======== Selected extract
Question

Find the vertices and foci of the hyperbola with equation ((x-5)^2/81)-((y-1)^2)/144)=1??? help please :c

Answer 1

\[\frac{(x-5)^2}{9^2}-\frac{(y-1)^2}{12^2}=1\] is a start
the center is therefore \((5,1)\)

Answer 2

you need to know the center in order to find the vertices
you also need to know what it looks like
do you know what this one looks like?

Answer 3

no :/

Answer 4

because the \(x^2\) term comes first, it looks like this

Answer 5

you need to know it looks like this to see that the vertices are to the left and right of the center, not up and down

Answer 6

general form is
\[\frac{(x-h)^2}{a^2}-\frac{(y-k)^2}{b^2}=1\]and you have \[\frac{(x-5)^2}{9^2}-\frac{(y-1)^2}{12^2}=1\] so \(a=9\)

Answer 7

this tells you the vertices are 9 units to the left and right of the center, which is \((5,1)\)

Answer 8

im stilll confused :/ im sorry

Answer 9

do you see tjat \(a^2=81\) so \(a=9\) ?

Answer 10

yeah

Answer 11

ok and do you see from the equation that the center is \((5,1)\) ?

Answer 12

yes, but for the vertices would i just add and subtract 9 from 5?
================
* _Goal 1_
Reproduce the forum thread on the hyperbola in full, without any alterations.
======== Dataset records
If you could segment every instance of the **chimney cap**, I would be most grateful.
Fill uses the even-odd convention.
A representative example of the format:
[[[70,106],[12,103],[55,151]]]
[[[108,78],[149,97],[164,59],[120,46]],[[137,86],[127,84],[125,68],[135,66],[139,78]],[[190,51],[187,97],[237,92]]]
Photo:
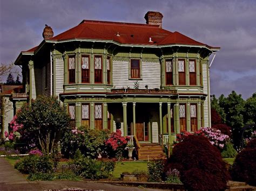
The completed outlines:
[[[149,25],[158,25],[159,28],[162,27],[163,15],[159,12],[147,11],[145,15],[146,23]]]
[[[43,32],[43,37],[44,39],[46,38],[51,38],[53,37],[53,31],[52,29],[45,24],[45,27],[44,27],[44,31]]]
================
* _Goal 2_
Identify each line in the entries that contains the string "segment", treating uppercase and lowercase letters as distinct.

* _Full response 1_
Question

Find the vertices and foci of the hyperbola with equation ((x-5)^2/81)-((y-1)^2)/144)=1??? help please :c

Answer 1

\[\frac{(x-5)^2}{9^2}-\frac{(y-1)^2}{12^2}=1\] is a start
the center is therefore \((5,1)\)

Answer 2

you need to know the center in order to find the vertices
you also need to know what it looks like
do you know what this one looks like?

Answer 3

no :/

Answer 4

because the \(x^2\) term comes first, it looks like this

Answer 5

you need to know it looks like this to see that the vertices are to the left and right of the center, not up and down

Answer 6

general form is
\[\frac{(x-h)^2}{a^2}-\frac{(y-k)^2}{b^2}=1\]and you have \[\frac{(x-5)^2}{9^2}-\frac{(y-1)^2}{12^2}=1\] so \(a=9\)

Answer 7

this tells you the vertices are 9 units to the left and right of the center, which is \((5,1)\)

Answer 8

im stilll confused :/ im sorry

Answer 9

do you see tjat \(a^2=81\) so \(a=9\) ?

Answer 10

yeah

Answer 11

ok and do you see from the equation that the center is \((5,1)\) ?

Answer 12

yes, but for the vertices would i just add and subtract 9 from 5?

* _Full response 2_
If you could segment every instance of the **chimney cap**, I would be most grateful.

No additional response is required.